* START *

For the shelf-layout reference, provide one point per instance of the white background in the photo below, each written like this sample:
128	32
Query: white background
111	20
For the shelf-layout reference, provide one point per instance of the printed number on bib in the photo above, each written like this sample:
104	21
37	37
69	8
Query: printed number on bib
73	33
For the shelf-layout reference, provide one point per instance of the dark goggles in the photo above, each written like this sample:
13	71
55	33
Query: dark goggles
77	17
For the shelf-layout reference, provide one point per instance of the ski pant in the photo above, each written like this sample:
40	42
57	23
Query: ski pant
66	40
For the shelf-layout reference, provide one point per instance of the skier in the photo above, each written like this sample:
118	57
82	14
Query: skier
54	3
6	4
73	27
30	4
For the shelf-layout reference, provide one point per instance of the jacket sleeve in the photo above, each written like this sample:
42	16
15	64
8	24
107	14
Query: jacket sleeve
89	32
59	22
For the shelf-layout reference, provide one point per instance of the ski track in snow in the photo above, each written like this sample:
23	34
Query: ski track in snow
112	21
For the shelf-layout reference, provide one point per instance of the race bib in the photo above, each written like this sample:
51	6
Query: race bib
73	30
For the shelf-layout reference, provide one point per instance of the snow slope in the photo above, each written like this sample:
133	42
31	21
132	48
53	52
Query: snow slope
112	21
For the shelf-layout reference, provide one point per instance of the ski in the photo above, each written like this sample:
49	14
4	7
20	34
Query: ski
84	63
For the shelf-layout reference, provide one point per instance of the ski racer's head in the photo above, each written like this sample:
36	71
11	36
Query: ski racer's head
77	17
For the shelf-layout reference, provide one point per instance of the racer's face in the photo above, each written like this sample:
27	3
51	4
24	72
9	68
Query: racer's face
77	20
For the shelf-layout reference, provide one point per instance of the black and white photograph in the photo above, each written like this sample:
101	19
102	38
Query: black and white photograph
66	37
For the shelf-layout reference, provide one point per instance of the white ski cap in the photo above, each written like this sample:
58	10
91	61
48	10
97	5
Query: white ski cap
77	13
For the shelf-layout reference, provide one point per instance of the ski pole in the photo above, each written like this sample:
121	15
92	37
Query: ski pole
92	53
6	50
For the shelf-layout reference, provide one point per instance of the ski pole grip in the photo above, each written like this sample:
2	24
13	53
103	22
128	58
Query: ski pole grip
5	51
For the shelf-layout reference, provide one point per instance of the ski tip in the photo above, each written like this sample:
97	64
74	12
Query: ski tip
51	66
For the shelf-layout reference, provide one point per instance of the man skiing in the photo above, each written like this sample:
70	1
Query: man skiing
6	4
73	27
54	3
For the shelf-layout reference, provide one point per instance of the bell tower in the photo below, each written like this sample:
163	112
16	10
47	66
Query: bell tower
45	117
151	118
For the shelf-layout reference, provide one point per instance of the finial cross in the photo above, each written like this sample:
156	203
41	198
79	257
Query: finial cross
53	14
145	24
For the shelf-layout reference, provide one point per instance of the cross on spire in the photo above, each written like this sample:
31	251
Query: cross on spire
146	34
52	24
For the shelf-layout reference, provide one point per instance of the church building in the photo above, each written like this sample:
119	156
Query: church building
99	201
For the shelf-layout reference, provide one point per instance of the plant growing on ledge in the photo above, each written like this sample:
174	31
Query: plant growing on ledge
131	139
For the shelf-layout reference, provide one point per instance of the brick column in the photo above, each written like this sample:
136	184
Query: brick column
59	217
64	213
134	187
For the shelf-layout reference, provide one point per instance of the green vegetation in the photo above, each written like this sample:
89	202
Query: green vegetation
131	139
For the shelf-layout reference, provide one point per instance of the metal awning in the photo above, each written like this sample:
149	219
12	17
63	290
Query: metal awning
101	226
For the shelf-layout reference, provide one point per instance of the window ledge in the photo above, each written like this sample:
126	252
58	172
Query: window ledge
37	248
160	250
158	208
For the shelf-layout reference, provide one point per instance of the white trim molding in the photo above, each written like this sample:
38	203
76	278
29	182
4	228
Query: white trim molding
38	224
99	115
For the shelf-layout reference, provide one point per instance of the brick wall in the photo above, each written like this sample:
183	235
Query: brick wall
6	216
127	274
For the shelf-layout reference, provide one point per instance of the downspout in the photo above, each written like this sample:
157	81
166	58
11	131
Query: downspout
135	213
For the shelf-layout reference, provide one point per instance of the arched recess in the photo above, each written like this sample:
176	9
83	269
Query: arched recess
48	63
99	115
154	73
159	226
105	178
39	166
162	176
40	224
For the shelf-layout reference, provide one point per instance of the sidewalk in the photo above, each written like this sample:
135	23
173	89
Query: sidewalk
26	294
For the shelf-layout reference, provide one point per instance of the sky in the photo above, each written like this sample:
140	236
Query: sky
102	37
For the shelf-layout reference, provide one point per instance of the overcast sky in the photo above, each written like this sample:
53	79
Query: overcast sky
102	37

* END *

(Work to do)
Extract the lines above from the one containing "of the window" through the last line, and reproduce each one without any change.

(Task answer)
For the shelf-layout reference, provide one point per instance of the window ledge in the photo above, each written like this sample:
126	252
58	172
Query: window ledge
37	248
160	250
158	208
For the shelf-layout reference, provide one point per instance of the white trim molding in the photo above, each written like this sample:
38	203
76	278
29	182
4	228
Query: white trim molding
38	224
99	115
For the shelf-layout reference, provide one point per instance of the brick wall in the photo above, each written like this sample:
183	235
Query: brick wall
6	216
127	274
For the shelf-layout reference, provide one point per instance of the downspout in the photo above, each written like this sample:
157	81
166	58
11	131
Query: downspout
135	213
For the shelf-layout reference, provide one point per instance of the arched recess in the photo above, each written like this sample:
176	9
83	269
Query: arched recess
48	63
99	115
154	73
159	226
105	178
39	166
162	176
40	224
For the shelf-layout reference, provide one point per instance of the sidewalk in the photo above, each written like this sample:
135	23
173	89
Query: sidewalk
26	294
For the shelf-layout reference, provide one point per instance of the sky in the photo above, each written like this sample:
140	236
Query: sky
102	37
For the shelf-layout reference, provide one point per instance of the overcast sky in the photo above, each written like this sample:
53	79
Query: overcast sky
102	37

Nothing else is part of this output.